**Pointing entries for named objects:**
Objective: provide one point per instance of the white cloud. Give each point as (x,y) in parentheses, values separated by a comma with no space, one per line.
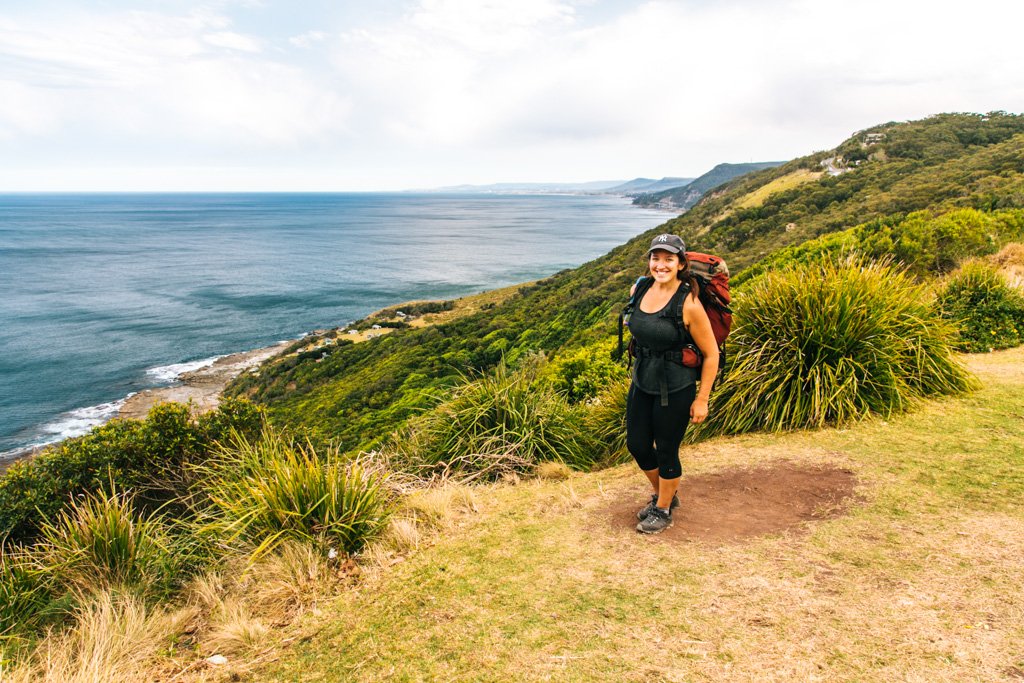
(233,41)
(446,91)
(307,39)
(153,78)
---
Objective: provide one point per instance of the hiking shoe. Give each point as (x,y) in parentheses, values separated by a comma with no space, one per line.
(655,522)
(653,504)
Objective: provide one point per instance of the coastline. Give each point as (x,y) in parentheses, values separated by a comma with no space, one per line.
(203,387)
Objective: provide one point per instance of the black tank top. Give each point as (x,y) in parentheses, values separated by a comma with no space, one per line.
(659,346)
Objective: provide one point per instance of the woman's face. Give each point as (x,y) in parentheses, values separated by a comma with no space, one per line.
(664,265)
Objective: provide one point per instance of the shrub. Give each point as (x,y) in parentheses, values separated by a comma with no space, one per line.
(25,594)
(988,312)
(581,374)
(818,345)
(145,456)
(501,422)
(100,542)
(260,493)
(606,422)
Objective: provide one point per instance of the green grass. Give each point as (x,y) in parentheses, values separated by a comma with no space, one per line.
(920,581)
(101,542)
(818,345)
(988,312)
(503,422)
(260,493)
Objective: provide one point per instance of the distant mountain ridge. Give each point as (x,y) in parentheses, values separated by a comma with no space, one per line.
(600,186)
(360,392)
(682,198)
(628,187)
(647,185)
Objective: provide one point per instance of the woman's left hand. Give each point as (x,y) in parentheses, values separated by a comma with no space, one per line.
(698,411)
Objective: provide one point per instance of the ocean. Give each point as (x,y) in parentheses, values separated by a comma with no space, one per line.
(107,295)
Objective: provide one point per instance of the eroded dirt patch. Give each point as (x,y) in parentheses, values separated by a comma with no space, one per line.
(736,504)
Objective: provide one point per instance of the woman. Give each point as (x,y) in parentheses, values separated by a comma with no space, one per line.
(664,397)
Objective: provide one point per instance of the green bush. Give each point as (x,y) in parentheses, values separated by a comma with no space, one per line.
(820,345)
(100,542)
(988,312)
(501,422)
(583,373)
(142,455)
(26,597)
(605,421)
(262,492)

**Problem statement:**
Show each line of the records that contains the word "eroded", copied in full.

**Result of this exercise:**
Objective: provide one point per instance of the eroded dirt patch. Give each point as (x,y) in parentheses, values separated by a comma with no space, one per line.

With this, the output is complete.